- _Written exercise_
Print the entries verbatim, leaving out the images they contain.

══ Material to process ══

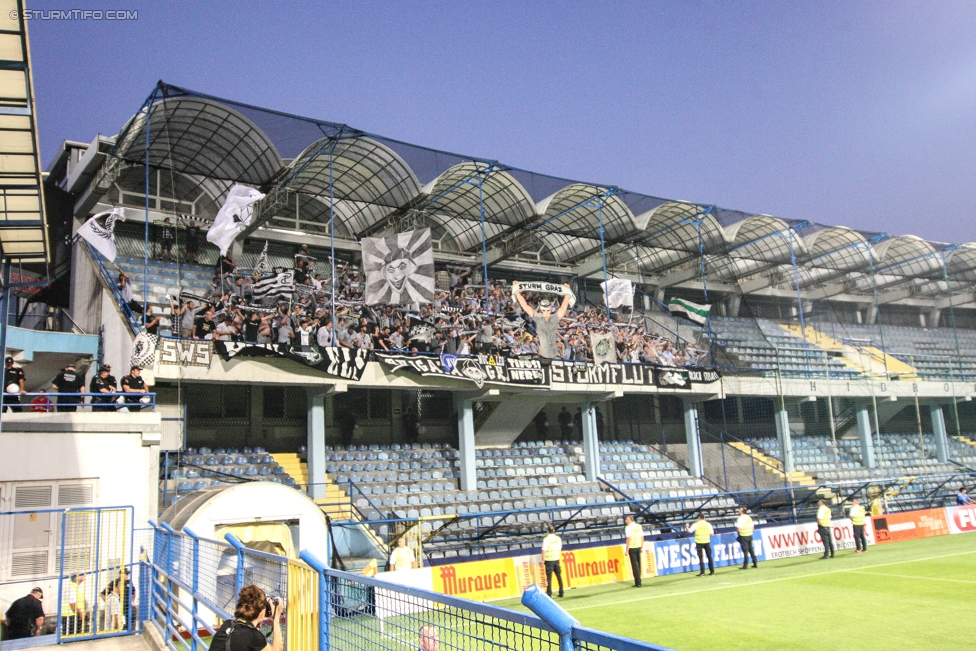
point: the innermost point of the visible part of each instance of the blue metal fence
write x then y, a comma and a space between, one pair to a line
195, 582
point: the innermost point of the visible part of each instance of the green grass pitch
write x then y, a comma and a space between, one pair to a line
914, 595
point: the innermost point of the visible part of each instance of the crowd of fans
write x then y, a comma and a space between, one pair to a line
462, 319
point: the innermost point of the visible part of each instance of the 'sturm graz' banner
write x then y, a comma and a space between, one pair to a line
484, 369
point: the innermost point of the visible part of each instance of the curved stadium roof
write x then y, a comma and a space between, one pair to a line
372, 180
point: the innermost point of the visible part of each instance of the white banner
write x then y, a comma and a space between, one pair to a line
399, 268
802, 539
233, 217
543, 288
962, 519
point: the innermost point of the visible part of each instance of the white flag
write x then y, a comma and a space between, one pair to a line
102, 237
233, 217
263, 266
618, 292
691, 311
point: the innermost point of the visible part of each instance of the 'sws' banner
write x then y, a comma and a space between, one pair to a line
347, 363
480, 370
803, 539
681, 554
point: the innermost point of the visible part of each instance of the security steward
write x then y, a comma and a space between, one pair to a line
552, 547
857, 513
12, 375
103, 382
703, 531
744, 526
133, 383
635, 545
823, 528
68, 381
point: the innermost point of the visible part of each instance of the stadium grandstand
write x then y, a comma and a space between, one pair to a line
445, 349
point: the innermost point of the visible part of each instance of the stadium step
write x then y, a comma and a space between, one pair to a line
966, 440
864, 359
774, 466
293, 465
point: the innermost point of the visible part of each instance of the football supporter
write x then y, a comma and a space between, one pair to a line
402, 557
635, 545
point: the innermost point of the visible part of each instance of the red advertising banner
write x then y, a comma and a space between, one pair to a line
909, 525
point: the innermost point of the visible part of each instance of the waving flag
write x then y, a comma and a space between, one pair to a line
102, 236
618, 292
233, 217
691, 311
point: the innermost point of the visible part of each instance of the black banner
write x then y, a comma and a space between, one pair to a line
347, 363
590, 373
483, 369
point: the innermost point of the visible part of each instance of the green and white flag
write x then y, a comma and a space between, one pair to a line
691, 311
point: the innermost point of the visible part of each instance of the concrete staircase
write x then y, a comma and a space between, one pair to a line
863, 359
335, 504
774, 466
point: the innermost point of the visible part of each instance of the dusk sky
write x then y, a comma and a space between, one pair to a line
861, 114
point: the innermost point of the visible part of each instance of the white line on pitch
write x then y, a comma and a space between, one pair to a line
906, 576
747, 585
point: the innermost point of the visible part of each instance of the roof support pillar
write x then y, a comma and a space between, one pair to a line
317, 404
693, 438
784, 437
469, 473
938, 429
864, 434
591, 442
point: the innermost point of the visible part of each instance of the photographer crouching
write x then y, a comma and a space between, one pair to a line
241, 633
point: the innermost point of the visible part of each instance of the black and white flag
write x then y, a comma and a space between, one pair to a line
263, 266
280, 284
233, 217
399, 268
102, 235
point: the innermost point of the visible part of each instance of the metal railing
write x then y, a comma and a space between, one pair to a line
41, 402
195, 582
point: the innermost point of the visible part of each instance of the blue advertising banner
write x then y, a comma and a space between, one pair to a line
681, 555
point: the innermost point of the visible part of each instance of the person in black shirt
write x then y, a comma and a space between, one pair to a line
103, 382
133, 383
68, 381
241, 633
152, 321
25, 616
15, 376
205, 327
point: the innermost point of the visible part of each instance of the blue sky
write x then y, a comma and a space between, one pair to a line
861, 114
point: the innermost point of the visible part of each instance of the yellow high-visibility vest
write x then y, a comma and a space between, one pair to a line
552, 546
635, 535
823, 516
744, 525
703, 532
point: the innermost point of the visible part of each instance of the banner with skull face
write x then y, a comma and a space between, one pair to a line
399, 268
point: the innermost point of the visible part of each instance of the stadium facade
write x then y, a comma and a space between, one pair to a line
833, 362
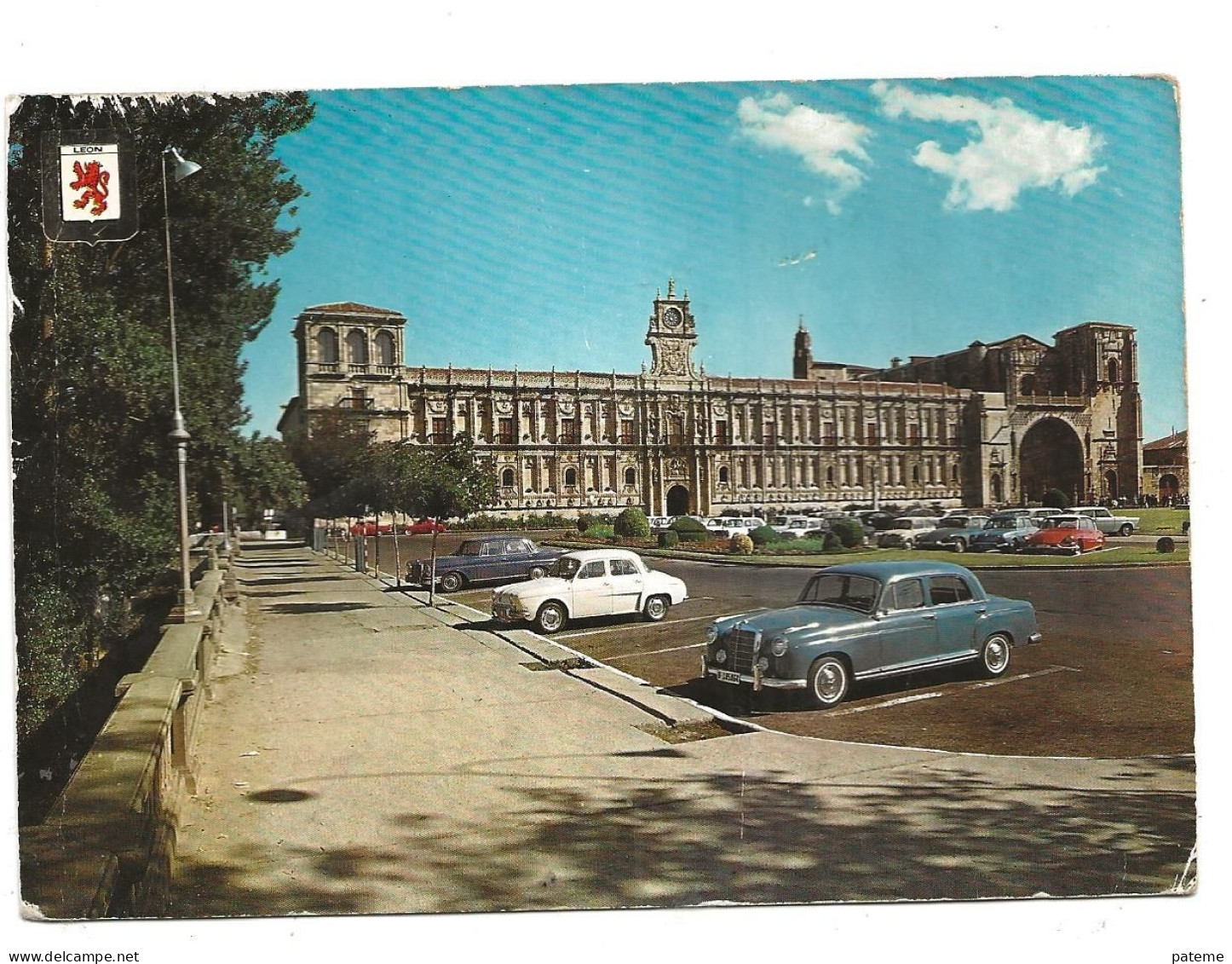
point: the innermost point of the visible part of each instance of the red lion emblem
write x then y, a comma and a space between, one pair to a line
94, 182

═══

- _Exercise response_
point: the innermost point of the visible part of each instance of the blue metal fence
write x then y, a comma and a space between, one pair to a line
195, 582
point: the innermost point of the visible part of each instance of the green grass pitch
write x then y, a comma and a space between, one pair to a line
914, 595
point: the innermost point of the visible part of each instance of the crowd of fans
write x then y, a comma and a space between, one pair to a line
462, 319
point: the innermost point of the visible part of each instance of the 'sturm graz' banner
write x then y, a comma and a space between, one pair to a line
484, 369
point: the innermost point of the visible part of each instance of the curved stadium roof
write x then y, a comma and a space between, one pair to a line
372, 180
point: the innermost point of the visible part of each instance of the white banner
write x then y, a comma and a space between, one pair to a line
399, 268
802, 539
233, 217
543, 288
962, 519
point: the innermost point of the visible part of each instance of the white flag
write x then y, a comma and a space between, one pair to a line
102, 237
233, 217
263, 266
618, 292
691, 311
point: the innermost point of the visible part of each instance of the 'sws' banner
write x then y, a comma and a space between, one pair to a line
347, 363
480, 370
803, 539
681, 554
point: the innermost point of the visible part of each instance of the security steward
write x then y, a comma and a space between, one pair to a line
552, 547
857, 513
12, 375
103, 382
703, 531
744, 526
133, 383
635, 545
823, 528
68, 381
point: the innermost point of the visible part of each instance of the stadium grandstand
write x then y, a comma and a space between, one pair to a line
445, 349
point: the innermost point of the visible part of each instance of the stadium step
write x then y, a comma and a space between, one pair to a line
966, 440
864, 359
774, 466
293, 465
point: the innermost point of the visible part of each instance of the football supporter
write x then y, a comma and a space between, one pair to a line
402, 557
635, 545
point: the innermost point of the visible part of each instance of the red advertising banner
write x then y, a comma and a space between, one pair to a line
909, 525
point: the innermost point of the visible part of each instance of the waving flag
write x then y, a comma and a space between, one pair to a line
102, 236
618, 292
233, 217
691, 311
point: the innermost point of the visible part of each instance of the black banner
write x then y, a comma and a space between, one pair to a line
347, 363
590, 373
483, 369
point: the innermost point of the visible part of each instance of the green and white flag
write x then y, a comma and a space between, one pair to a line
691, 311
point: the innermost point of the visible part of each instance of the concrete staircase
write x then y, a comma and a space between, one pair to a line
863, 359
335, 504
774, 466
point: the innermost point of the visible part of each instance of the dusk sky
write x then y, a comma and a space between, one pair to a line
861, 114
point: the innermost point of the visible part of each instance of the white line on pitch
write x then y, a comma and a space between, one pair to a line
906, 576
747, 585
point: the innermost point of the visible part of each instance of the roof support pillar
write x then y, a comma and a space between, one pair to a line
317, 404
693, 438
784, 437
469, 473
938, 429
864, 434
591, 442
point: the innermost point of the visible part of each instance of the photographer crouching
write x then y, a comma and a space between, one pair to a line
241, 633
point: the innermost point of the visible part of each instance of the black and white flag
write x then y, a comma and a space between, one pair to a line
263, 266
280, 284
233, 217
399, 268
102, 235
point: the innermost point of the visible part of each instance of the metal railing
write x then y, a comma and a space between, one pair to a line
41, 402
195, 582
point: the innermost point of the visible part of each instance of the blue advertising banner
write x then y, a comma and a space between, one pair to a line
681, 555
point: the innermost point of the visible part of each instance of the person in black shirt
write x then y, a comma and a space between, one pair to a line
103, 382
133, 383
68, 381
241, 633
152, 321
25, 616
15, 376
205, 327
point: the innermost point of the visible part of each instance of the blue sky
write x then y, a comma and a space between, one pair to a line
861, 114
point: the innermost point of the visible part of each instance of the yellow high-visibility vest
write x then y, a comma and a space between, one pair to a line
552, 546
635, 535
823, 516
744, 525
703, 532
point: the innermost point of the visible part of each instance of the banner with skull face
write x then y, a comma and a space between, one pair to a line
399, 268
point: the innermost point of the visible part of each instance of the stadium facade
write x then y, a comma and a space between, one pair to a line
833, 362
point: the innermost point of the visible part of each instance of the red lion emblem
write x then y, a comma and a space between, one pair to a line
94, 182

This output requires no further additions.